*** Opening of Extract to read ***

July 2012 Moms

Had "The Talk" with MIL.

Many of you can recall my MIL & me having issues. On the day of our delivery she and FIL completely ignored all of our wishes and actully used her sister in law  (hospital admin) to get my room number so that they could call our room (which was something we asked everyone not to do). Last friday my DH explained to her that she and FIL crossed major boundary lines that day and after.... She then went into drama mode and immediately broke out the tears. This lady can cry on cue. So here I am last friday unaware my DH had this convo with his mom... I get a phone call... Well I couldn't answer the call at the time (IDK who was calling.) I then check the voice mail and it's MIL sobbing on the message. Needless to say I gave it a few hours before talking to her because I knew she was trying to play the pity party game. That's her M.O. (I also called my mom and got some really great advice as to how to handle the call. I didn't want to have a reactionary response to MIL's behavior on the voicemail.)

When I called MIL and explained to her how I felt about what they had done during the delivery she then says in response,"You don't sign my birthday cards." HUH? (later on the conversation I had to tell her, "I grew up in a house full of women tears don't make an impression on me. Neither does twisting my words. I also know when someone is being passive aggressive and 'taking a dig' at me in disguise of a joke." (She cries to get her way. She's the only girl in her family.) She was grasping at straws to cast aspersions onto me. I was really firm and told her not to twist my words. I had to keep putting her in check to stay on topic.

*** Close of Extract to read ***
*** Opening of Data under study ***

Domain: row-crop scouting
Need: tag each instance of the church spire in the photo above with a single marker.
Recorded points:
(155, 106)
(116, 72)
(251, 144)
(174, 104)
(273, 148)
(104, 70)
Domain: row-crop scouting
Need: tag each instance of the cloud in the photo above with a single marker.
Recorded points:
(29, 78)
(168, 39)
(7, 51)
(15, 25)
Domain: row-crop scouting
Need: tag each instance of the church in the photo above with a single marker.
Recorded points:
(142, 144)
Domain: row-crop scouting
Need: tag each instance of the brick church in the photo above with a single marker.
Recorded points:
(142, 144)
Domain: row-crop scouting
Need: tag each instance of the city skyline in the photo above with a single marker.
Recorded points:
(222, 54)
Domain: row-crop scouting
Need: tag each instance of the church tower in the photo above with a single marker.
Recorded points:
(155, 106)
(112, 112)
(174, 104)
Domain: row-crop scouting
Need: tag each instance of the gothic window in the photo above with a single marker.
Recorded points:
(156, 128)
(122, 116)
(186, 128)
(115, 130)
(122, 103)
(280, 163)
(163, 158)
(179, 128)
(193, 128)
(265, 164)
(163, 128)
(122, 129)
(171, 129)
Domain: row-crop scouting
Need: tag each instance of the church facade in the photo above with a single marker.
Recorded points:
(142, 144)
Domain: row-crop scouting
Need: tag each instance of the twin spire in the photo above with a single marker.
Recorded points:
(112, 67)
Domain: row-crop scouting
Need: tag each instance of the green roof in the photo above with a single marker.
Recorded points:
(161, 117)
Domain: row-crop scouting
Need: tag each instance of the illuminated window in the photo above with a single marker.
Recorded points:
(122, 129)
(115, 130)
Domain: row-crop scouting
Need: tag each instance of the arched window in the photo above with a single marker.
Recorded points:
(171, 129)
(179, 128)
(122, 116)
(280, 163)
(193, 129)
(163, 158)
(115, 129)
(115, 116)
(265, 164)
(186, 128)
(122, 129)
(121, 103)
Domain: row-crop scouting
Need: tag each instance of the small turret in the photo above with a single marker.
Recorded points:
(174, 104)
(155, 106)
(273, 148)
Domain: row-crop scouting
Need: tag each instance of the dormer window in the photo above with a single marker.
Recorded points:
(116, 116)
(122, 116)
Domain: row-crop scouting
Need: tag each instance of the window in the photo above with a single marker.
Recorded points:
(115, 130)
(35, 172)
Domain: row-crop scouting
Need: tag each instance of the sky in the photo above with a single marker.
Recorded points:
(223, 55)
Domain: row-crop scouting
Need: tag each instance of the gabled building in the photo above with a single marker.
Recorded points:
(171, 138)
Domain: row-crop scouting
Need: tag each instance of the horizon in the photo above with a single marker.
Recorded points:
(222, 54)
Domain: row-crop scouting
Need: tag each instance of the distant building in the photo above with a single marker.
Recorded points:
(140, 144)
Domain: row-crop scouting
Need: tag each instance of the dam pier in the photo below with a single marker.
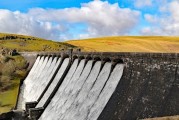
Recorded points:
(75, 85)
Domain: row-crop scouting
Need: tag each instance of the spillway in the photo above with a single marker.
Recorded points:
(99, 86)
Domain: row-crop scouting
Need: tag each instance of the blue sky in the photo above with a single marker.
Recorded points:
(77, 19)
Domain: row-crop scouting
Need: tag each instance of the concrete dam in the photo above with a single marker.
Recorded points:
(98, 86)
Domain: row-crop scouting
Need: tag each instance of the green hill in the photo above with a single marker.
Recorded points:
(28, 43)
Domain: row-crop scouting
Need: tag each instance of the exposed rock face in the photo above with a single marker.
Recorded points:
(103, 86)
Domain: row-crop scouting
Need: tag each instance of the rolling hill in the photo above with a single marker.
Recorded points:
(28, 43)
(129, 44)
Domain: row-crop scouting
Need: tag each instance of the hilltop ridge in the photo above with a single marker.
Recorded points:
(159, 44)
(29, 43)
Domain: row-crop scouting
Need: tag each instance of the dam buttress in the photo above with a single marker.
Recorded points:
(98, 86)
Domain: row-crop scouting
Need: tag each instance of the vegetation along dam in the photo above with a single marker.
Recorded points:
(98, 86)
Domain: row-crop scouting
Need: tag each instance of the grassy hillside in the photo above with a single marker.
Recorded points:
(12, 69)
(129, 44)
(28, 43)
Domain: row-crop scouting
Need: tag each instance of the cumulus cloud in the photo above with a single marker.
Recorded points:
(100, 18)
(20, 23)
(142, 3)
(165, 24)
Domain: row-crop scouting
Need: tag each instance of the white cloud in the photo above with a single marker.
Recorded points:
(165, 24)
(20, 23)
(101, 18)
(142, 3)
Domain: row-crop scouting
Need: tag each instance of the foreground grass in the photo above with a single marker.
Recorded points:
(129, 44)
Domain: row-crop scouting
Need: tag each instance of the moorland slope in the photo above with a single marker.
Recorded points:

*** Close of Data under study ***
*** Opening of Data under study ***

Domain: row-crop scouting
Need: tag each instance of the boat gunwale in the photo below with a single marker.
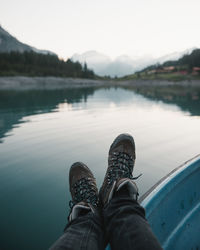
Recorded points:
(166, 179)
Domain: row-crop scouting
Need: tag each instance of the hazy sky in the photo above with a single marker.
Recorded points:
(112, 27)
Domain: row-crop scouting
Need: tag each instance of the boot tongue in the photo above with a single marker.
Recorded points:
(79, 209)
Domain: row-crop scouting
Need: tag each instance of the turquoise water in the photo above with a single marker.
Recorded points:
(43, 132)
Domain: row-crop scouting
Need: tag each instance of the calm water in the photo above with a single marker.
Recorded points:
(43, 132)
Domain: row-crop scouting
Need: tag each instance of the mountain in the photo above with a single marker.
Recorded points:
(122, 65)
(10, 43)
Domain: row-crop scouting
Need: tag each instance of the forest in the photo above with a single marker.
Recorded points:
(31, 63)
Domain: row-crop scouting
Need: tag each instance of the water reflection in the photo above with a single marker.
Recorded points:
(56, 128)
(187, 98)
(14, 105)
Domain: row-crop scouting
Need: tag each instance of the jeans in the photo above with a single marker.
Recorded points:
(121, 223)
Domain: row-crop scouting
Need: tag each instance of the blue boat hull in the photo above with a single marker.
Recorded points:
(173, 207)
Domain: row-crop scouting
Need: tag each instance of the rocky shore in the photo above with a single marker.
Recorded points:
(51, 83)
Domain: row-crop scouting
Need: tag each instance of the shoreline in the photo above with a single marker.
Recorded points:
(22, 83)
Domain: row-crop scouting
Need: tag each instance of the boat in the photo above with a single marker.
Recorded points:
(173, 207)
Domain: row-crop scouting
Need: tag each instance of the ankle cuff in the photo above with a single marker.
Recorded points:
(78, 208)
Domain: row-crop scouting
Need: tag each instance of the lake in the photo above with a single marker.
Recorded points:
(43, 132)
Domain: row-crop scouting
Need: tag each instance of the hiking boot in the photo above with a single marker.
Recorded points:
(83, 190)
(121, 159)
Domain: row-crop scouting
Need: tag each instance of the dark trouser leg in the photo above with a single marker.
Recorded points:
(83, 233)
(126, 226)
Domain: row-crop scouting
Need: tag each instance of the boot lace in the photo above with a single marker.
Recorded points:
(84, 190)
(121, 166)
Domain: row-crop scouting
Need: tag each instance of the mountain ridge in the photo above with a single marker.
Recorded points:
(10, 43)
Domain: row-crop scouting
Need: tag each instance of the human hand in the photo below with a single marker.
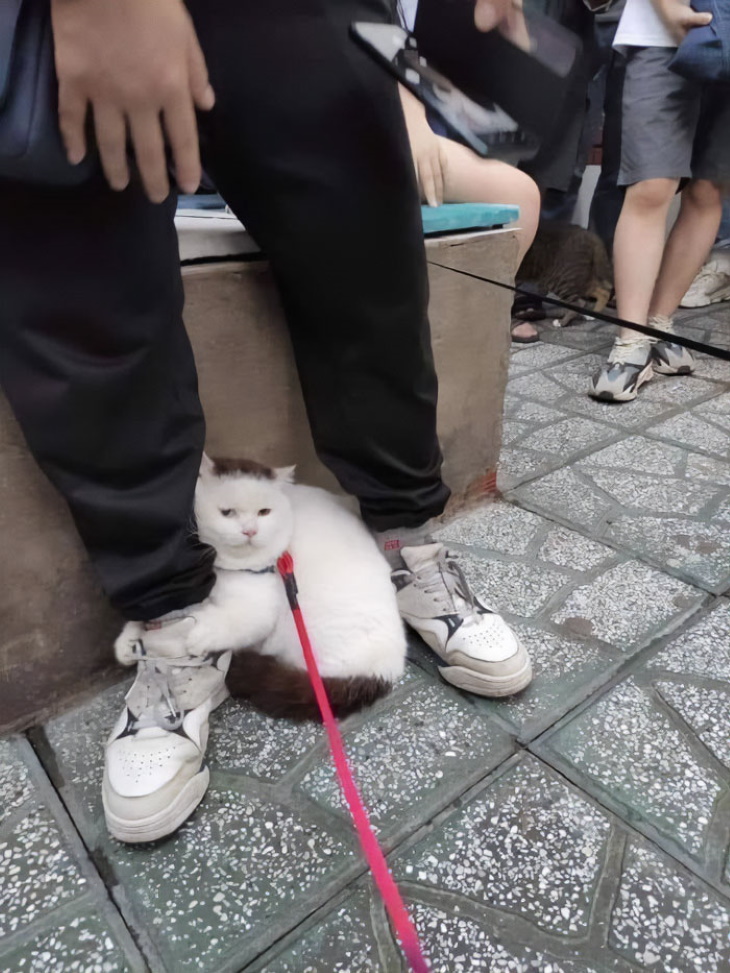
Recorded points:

*** Close of Data under study ***

→ **Task set**:
[1] For the forum post about the mother-in-law, decide whether each statement agrees with it: (a) a relative working in hospital administration helped the in-laws find the room number; (b) the writer answered the mother-in-law's phone call right away; (c) the writer got advice on handling the call from a sister. Answer yes or no for each, quoting the deciding words of the post.
[2] Pick up the forum post about the mother-in-law after its last sentence and continue it.
The entries play no role in this exercise.

→ **Your responses**:
[1]
(a) Yes: "(hospital admin) to get my room number"
(b) No: "Well I couldn't answer the call at the time"
(c) No: "I also called my mom and got some really great advice"

[2]
I ended up telling her all of the things that I take issue with in our relationship. I also told her that I do own my part for our relationship being poor. I quit trying to be her friend. I tried to have a relationship with her in the past and she would decline every invitation to spend time together. I took that to mean she didn't like me and had no interest in spending time together...So I just stopped trying. She told me that our conversation was the worst she's ever had and she's scared of me. Scared of me? I seriously have never said a single rude thing to her. If anything you'd swear I was a stepford wife around MIL. (I think what she meant was she can't manipulate me) I told MIL, "Our talk isn't the worst thing in the world. We're having an open and honest conversation about how we feel and now we can move on in a positive manner.". 

We ended on a positive note and she's actually visited twice since and it's been pleasent. My FIL looked very contrite when he saw me last saturday. I think he was snapped back into reality and out of the baby haze. Hopefully we can move forward and have a genuine relationship. She really is a good person I just think she's had a really difficult time adjusting to her family's dynamic changing.  Have any of you ladies had "the talk" with your MIL/FIL's since giving birth?